WHAT THIS TASK INVOLVES -
Report every line of the entries below that contains the word "ceiling", reproducing each such line in full.

=== DATA LISTING ===

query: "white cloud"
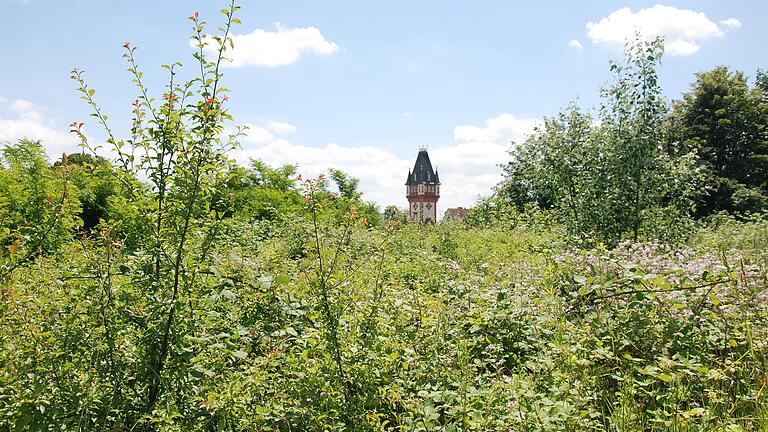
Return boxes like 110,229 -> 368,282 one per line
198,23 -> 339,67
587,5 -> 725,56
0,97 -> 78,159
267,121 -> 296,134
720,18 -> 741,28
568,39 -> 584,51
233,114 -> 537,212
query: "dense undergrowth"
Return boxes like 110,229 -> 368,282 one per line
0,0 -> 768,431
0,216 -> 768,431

===
=== DATA LISTING ===

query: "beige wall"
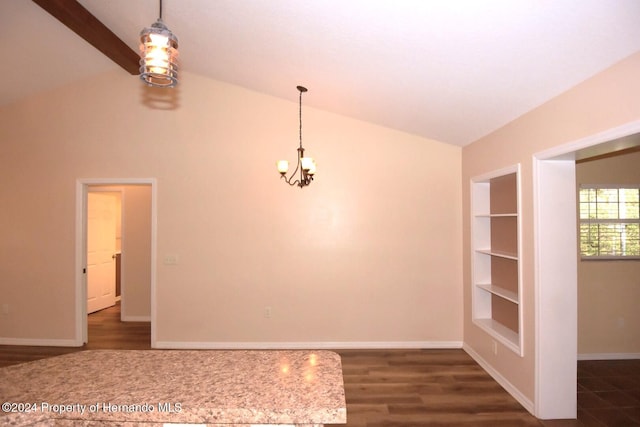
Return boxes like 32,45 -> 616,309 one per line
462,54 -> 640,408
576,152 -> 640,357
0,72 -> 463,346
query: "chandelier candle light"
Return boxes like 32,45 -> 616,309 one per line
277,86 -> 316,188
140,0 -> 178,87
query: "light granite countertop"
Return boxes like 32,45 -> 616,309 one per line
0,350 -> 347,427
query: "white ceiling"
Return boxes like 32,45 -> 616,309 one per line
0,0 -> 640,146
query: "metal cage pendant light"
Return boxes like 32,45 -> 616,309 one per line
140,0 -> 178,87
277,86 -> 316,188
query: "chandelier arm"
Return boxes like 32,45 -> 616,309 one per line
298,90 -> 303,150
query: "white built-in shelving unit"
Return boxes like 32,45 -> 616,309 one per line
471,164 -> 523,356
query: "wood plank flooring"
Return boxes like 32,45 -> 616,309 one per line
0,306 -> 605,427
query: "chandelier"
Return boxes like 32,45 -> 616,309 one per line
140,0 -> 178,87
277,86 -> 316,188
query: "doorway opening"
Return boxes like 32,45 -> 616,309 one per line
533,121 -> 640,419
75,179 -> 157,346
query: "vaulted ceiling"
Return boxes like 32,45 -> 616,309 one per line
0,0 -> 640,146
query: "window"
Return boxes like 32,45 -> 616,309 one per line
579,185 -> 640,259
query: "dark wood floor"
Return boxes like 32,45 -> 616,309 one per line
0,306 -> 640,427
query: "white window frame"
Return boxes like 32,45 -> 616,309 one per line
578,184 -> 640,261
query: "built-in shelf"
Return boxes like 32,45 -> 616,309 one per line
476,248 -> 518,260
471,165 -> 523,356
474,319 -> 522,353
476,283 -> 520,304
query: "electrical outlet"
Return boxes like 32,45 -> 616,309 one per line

===

EXPECTED ANSWER -
query: "white ceiling"
query: "vaulted ceiling"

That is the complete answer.